(begin)
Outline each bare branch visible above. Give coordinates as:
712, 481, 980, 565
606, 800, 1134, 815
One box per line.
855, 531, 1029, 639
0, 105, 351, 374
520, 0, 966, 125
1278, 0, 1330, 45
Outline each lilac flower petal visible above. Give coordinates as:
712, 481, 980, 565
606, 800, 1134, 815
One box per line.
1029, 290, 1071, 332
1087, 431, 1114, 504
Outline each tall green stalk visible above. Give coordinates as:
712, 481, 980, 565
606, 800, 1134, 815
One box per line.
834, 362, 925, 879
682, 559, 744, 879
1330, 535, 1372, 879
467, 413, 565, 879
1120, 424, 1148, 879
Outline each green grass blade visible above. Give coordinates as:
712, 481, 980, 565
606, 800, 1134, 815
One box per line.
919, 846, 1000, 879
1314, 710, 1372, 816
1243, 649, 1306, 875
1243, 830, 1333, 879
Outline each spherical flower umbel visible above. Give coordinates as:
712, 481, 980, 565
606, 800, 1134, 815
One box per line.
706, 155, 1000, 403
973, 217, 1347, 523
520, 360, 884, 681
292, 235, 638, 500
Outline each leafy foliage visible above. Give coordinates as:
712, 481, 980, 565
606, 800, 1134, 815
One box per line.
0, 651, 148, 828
(end)
-- Your instructions --
Copy all of the material above word for word.

-- Finished answer --
Outline each bare branch visible above. Give coordinates as:
712, 481, 980, 565
606, 800, 1134, 815
One box per line.
855, 531, 1029, 639
0, 105, 351, 374
520, 0, 966, 125
1278, 0, 1330, 45
Outline each lilac flower petal visible above. Give coordinates as:
712, 481, 980, 565
606, 800, 1134, 815
One box per line.
1029, 290, 1071, 332
1087, 431, 1114, 504
Outline each tall green stalk visible above. Give coordinates as:
712, 481, 980, 565
606, 800, 1134, 815
One box per line.
834, 362, 925, 879
682, 559, 744, 879
1330, 535, 1372, 879
467, 413, 565, 879
1120, 424, 1148, 879
Outline each green grass blade visible above. Give coordinates as:
712, 481, 980, 565
606, 800, 1134, 815
One box per line.
919, 846, 1000, 879
1314, 710, 1372, 816
1243, 649, 1306, 875
1243, 830, 1333, 879
Outline each spherical flower umbel visible above. Give coordinates as:
712, 481, 980, 565
606, 800, 1134, 815
One box per line.
706, 155, 1000, 403
973, 217, 1347, 523
520, 360, 884, 681
292, 235, 638, 500
Outline each leafy foliage visible above. Give coordinates as:
712, 481, 980, 565
606, 800, 1134, 815
One box per line.
0, 651, 148, 828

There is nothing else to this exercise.